▶ **Exercise prompt**: Reproduce the records below with every "pin" swapped for "mark" and everything else kept as is. Leave the pictures out of your version.

------ Material provided ------

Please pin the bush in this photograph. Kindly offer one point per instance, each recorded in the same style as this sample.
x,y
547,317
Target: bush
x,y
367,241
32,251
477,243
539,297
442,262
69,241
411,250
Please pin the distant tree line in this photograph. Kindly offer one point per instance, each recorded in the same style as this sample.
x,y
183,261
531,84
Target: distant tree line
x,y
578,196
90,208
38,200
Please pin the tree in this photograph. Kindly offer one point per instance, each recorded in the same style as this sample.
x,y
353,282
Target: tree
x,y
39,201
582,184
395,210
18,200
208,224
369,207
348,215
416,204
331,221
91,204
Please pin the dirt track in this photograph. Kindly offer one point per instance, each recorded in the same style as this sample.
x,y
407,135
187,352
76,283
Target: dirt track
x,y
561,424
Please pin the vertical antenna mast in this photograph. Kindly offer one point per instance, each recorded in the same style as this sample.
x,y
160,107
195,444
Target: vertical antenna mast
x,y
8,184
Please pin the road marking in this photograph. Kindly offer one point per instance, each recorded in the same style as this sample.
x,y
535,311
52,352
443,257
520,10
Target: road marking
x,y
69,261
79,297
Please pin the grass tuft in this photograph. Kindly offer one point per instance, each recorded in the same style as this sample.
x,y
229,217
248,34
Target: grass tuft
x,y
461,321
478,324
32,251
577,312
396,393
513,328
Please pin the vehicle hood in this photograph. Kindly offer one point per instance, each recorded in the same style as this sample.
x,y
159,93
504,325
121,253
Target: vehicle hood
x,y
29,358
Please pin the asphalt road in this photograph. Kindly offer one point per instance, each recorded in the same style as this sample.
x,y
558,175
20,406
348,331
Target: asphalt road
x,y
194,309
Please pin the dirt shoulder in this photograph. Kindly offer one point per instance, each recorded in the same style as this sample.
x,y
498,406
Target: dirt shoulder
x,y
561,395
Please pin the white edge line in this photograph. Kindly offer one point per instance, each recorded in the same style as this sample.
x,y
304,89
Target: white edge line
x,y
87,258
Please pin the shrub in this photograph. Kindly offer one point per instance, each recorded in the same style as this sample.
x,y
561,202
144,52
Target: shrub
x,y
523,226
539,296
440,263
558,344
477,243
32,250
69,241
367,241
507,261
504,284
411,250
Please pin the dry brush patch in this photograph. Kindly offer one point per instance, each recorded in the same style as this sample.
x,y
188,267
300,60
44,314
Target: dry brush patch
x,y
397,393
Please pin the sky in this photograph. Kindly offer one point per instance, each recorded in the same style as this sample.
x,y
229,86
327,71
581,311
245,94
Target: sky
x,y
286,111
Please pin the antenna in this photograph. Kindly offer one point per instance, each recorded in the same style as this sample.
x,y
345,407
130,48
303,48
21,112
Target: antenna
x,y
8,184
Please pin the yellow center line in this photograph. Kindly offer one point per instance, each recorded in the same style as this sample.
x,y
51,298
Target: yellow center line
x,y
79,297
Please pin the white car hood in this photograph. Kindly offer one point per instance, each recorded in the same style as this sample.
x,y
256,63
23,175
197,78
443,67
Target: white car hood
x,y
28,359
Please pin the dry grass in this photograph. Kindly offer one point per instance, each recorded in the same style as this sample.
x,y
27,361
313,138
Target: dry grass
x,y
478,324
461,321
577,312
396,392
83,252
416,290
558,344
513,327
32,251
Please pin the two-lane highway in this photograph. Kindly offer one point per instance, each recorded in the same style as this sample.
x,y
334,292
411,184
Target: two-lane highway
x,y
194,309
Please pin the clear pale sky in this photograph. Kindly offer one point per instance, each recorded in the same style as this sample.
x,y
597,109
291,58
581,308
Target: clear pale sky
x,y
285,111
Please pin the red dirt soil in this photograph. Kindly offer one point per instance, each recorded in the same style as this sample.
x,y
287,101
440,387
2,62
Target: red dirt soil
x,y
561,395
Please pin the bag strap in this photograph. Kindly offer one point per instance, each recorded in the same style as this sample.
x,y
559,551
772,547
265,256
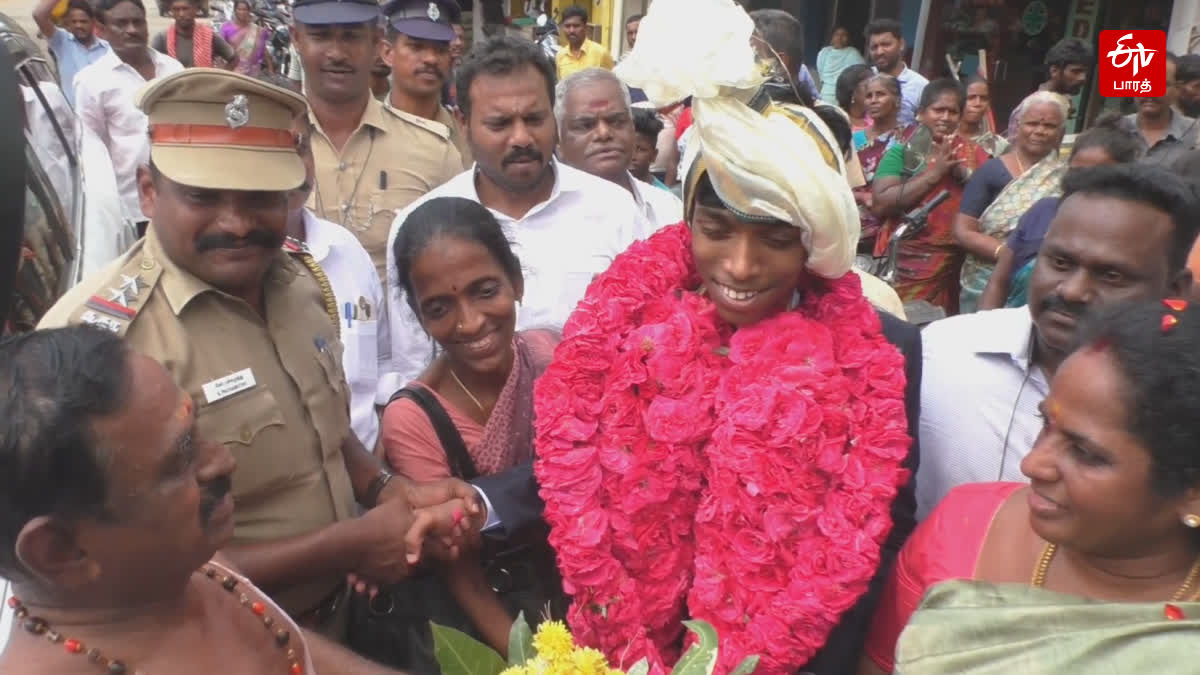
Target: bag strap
x,y
461,465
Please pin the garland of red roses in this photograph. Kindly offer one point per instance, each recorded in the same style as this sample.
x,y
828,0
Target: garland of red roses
x,y
748,485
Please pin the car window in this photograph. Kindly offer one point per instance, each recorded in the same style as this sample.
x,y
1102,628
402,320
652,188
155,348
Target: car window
x,y
51,252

------

▶ **Worked answer**:
Please mark the bush in this photograph. Kindly offer one point per instance, each recorded in the same style as this sample.
x,y
547,317
Target: bush
x,y
367,241
32,251
477,243
539,297
442,262
69,241
411,250
Please mark the distant tree line in this photograph. Kindly offer one point per instance, each recorded in the same style as this sample.
x,y
183,261
531,84
Target: distant tree line
x,y
578,196
90,208
38,200
Please mark the tree in this photograph. Kindly offer one point per instance, each recorded in the same style as this sample.
x,y
353,282
Target: tree
x,y
39,201
582,184
395,210
18,200
208,224
369,207
348,215
416,204
331,221
91,204
Please mark the dirt track in this photograph. Kindly offer one point per instance, each recorded in the same style as this sample.
x,y
407,135
187,352
76,283
Target: dirt track
x,y
561,424
Please mark the vertical antenna mast in this photograph. Kindly offer one point per instance, each recorded in the same style as this sample.
x,y
160,107
195,444
Target: vertical antenna mast
x,y
8,184
Please mark the road marking in this photograph. Kindly offer one point per instance, each recorded in the same style as this sample.
x,y
535,311
52,352
443,257
520,10
Target: road marking
x,y
69,261
79,297
Please mark the grass tuft in this photograph. Kindly offer one point per instance, each recorded in the same style as this sample.
x,y
229,217
248,34
Target: grass tuft
x,y
461,321
478,324
32,251
577,312
396,393
513,328
Please mark the vehicle hood in this photograph. Kindly offer one point per instance, each recorded in the same style as this sample.
x,y
159,93
504,325
121,253
Target: vehicle hood
x,y
29,358
Please mark the asphalt road in this photograph. Kindly offer one point per instance, each recorded in the same style as this sample.
x,y
558,175
20,406
348,331
Target: asphalt road
x,y
194,309
Please mark the dirt shoulder in this photograph. Kindly offer one point per instance, each recorded in the same style as this sample.
x,y
498,406
Target: dirt shoulder
x,y
561,395
Please mark the white edge line in this photograph. Kindly offer one point per instance, each recorded in the same style as this sample.
x,y
304,89
Target: white edge line
x,y
87,258
Please mark the shrub in this photograph. Kindly offer one point per instance, each recorded in the same style as this sample.
x,y
561,202
144,52
Target: shrub
x,y
523,226
539,296
440,263
558,344
477,243
32,250
69,241
367,241
507,261
504,284
411,250
Please mark the dry brush patch in this photograph. Kindly offer one point per instance, each recorded in the same style as this sample.
x,y
188,267
300,60
44,314
Target: dry brush patch
x,y
397,393
Please mark the sky in this photograph. Kindly offer one point per instance, each recorded in the same style as this sample.
x,y
229,86
327,71
581,311
245,94
Target: sky
x,y
286,111
Please mark the antenna in this photograph. Kindly offer one point per instance, each recorded in the same style as this sample.
x,y
345,407
130,48
303,48
21,112
Target: antenna
x,y
8,184
Please mark the yellow center line in this photograph. Kindly offer one point per instance, each recorded in the same style as this sample.
x,y
51,298
Target: yellow center line
x,y
79,297
Please mark the white car hood in this photograph. Kindly offer one point per instance, each recorded in the same style as this sample.
x,y
256,63
23,175
197,78
443,67
Target: white car hood
x,y
28,359
Please mark the dry grass in this photograph. Kindly offer one point per instance, each recorded in the same style as this sample.
x,y
27,361
313,138
Target: dry grass
x,y
478,324
461,321
577,312
396,392
83,252
416,290
558,344
513,327
32,251
Please mark the two-lane highway in this photograph. Kindly offer one point per instance, each recorded in the same style as this sample.
x,y
334,292
411,184
Target: two-lane highway
x,y
194,309
Please mark the clear pale sky in this photograph. Kindly offer one point per instance, each recorded in the same style as this sample.
x,y
597,109
291,58
581,308
Target: clear pale sky
x,y
285,111
Please mark the red dirt soil in this photograph. Kindly offer one point per instance, each recorded in the same style as this sample.
x,y
287,101
440,387
2,62
Target: red dirt soil
x,y
561,395
Please mark the bag strap in this photograph. Kindly offer one point per instance, each recorded in the same style as this sample.
x,y
559,551
772,547
265,256
Target: bag strap
x,y
461,465
Please mark the garland of red roses in this photograph. Kindly offer one point per instance, each recorded in the same style as this sample.
x,y
828,0
Target: garland of red roses
x,y
748,485
Please mark the car window in this photograph. Kindly offer one point per instance, each recorded in the same style as this sample.
x,y
1102,628
402,320
652,188
155,348
Target: car window
x,y
51,252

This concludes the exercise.